» Stated exercise:
Find every line in the records below that has the word "badge" in it and copy each of those lines.

BEGIN Recorded data

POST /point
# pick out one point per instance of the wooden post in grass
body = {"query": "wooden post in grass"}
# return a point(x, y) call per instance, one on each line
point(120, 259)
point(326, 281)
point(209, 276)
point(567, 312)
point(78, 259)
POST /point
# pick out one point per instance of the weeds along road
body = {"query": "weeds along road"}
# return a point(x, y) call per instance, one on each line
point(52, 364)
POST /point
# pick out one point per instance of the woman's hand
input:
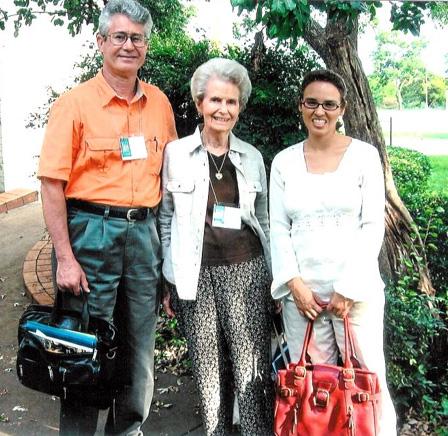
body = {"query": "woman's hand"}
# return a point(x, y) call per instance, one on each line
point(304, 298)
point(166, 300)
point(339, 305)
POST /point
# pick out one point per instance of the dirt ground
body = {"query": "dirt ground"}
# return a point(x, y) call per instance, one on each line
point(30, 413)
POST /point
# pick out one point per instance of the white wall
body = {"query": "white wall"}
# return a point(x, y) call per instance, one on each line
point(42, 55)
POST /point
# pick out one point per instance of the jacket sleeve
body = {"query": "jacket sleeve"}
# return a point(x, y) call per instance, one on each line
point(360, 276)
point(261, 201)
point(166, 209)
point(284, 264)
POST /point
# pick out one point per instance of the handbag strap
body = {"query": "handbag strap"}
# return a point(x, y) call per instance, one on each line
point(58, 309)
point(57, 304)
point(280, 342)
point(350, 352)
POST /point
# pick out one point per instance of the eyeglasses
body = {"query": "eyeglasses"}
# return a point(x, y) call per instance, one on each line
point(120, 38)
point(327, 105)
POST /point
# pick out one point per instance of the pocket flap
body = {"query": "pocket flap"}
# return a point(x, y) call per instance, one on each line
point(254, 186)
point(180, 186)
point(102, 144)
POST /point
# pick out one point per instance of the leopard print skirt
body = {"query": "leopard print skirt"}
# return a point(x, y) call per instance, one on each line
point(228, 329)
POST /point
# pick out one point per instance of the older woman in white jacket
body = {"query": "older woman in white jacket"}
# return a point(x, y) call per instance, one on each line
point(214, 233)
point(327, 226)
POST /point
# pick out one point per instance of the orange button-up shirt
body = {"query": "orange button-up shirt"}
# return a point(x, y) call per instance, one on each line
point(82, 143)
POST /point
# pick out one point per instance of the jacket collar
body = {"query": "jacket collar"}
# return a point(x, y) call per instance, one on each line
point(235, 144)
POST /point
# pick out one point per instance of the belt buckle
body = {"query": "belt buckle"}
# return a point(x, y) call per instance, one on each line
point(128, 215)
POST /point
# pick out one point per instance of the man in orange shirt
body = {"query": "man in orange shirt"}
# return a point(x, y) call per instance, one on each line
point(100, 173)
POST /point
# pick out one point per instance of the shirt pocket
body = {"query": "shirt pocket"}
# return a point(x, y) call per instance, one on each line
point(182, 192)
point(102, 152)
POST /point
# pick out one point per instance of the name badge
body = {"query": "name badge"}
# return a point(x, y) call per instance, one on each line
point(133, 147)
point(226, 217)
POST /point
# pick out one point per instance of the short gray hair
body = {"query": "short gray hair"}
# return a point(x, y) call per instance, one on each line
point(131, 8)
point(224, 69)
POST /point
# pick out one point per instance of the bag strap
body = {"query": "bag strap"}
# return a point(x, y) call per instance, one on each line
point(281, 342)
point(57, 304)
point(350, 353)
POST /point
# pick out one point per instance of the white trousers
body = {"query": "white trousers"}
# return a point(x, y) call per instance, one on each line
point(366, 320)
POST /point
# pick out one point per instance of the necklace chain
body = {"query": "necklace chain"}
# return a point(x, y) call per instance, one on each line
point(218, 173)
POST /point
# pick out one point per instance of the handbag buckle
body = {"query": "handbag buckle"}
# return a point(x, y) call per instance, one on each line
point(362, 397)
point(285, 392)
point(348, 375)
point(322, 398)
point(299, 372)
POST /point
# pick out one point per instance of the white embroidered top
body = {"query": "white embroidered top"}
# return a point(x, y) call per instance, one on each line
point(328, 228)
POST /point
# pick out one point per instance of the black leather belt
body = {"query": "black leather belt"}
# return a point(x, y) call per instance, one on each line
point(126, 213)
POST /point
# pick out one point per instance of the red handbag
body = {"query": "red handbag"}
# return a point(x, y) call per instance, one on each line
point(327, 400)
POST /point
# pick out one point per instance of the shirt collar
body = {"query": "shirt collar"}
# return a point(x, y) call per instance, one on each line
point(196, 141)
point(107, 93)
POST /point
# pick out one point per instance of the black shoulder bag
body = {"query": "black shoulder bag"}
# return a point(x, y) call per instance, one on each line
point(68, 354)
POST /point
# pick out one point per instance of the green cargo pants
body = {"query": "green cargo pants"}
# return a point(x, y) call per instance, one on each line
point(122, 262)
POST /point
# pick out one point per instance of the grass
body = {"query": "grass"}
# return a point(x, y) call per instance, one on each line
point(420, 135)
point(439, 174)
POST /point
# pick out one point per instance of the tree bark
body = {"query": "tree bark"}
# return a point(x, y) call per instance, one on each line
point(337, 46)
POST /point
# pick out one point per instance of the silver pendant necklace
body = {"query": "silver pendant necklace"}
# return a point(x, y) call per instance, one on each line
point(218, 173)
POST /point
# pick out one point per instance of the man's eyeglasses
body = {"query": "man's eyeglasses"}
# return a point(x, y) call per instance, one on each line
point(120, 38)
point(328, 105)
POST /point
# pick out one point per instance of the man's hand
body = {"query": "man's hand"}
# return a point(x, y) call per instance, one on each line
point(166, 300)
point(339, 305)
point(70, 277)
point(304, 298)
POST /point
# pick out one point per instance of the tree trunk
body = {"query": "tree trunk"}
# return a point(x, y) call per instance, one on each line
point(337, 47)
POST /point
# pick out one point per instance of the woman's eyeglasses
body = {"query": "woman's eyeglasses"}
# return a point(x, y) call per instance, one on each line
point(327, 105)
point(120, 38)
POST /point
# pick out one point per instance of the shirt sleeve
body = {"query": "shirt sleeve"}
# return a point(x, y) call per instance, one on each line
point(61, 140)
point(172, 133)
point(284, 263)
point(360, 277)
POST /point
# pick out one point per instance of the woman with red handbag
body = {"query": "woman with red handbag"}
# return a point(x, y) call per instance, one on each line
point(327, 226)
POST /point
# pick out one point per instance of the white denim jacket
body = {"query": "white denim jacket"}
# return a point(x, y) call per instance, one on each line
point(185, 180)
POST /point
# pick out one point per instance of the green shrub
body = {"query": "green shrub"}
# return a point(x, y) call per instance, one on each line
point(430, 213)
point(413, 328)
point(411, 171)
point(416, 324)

END Recorded data
BEGIN Recorded data

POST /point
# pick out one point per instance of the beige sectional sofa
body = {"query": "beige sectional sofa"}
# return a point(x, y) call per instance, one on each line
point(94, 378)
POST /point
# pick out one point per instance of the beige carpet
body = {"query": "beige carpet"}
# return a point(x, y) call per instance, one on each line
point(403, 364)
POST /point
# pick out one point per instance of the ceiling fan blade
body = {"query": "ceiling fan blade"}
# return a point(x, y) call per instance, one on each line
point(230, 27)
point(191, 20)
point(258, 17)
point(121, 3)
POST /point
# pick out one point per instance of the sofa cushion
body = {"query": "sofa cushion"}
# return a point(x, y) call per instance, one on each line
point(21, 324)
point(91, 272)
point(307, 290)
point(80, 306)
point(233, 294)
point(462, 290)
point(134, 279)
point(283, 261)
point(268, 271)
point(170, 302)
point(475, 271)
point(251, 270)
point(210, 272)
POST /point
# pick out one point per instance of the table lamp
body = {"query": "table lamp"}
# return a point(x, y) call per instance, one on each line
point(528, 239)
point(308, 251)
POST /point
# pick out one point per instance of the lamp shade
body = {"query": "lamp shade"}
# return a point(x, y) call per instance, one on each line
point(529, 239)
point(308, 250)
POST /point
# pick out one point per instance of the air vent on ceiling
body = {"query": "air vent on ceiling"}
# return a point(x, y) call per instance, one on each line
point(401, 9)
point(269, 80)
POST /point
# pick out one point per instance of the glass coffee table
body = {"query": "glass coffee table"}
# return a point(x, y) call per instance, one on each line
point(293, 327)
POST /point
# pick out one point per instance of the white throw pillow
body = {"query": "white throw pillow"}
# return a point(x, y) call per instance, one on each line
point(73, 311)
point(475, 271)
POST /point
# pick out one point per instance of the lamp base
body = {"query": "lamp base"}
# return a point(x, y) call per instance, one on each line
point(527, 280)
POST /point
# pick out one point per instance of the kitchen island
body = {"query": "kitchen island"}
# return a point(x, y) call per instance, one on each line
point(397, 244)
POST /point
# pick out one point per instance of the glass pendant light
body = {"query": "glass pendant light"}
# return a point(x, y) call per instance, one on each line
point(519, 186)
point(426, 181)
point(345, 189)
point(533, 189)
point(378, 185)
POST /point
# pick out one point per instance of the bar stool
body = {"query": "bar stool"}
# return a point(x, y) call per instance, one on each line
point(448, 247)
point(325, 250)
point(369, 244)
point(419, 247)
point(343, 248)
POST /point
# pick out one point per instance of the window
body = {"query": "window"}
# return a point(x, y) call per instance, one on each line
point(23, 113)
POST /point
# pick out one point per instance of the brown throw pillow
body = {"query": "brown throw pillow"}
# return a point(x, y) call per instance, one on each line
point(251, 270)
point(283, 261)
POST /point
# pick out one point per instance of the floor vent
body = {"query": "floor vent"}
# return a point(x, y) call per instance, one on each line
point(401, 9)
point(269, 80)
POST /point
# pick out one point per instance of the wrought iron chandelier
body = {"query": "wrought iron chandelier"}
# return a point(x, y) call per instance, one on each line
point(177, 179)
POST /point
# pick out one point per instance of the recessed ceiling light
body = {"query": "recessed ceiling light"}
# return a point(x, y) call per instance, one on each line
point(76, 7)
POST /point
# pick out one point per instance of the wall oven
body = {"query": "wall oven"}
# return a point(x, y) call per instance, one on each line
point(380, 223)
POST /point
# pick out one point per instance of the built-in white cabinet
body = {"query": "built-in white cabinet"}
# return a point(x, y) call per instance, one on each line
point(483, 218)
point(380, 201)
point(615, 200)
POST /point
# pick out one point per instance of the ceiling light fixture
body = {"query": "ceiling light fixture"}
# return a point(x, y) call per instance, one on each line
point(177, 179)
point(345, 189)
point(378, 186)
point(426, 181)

END Recorded data

» Problem solution:
# pick out one point per instance of the name badge
body = {"query": "name badge"}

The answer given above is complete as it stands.